Data excerpts
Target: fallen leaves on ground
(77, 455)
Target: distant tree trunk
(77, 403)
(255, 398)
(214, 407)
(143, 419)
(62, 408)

== Work order ==
Keeping every word and mark as it is, print the entries above.

== Expected answer ==
Target: fallen leaves on ground
(77, 455)
Target: distant tree trunk
(77, 403)
(255, 398)
(214, 407)
(143, 419)
(62, 408)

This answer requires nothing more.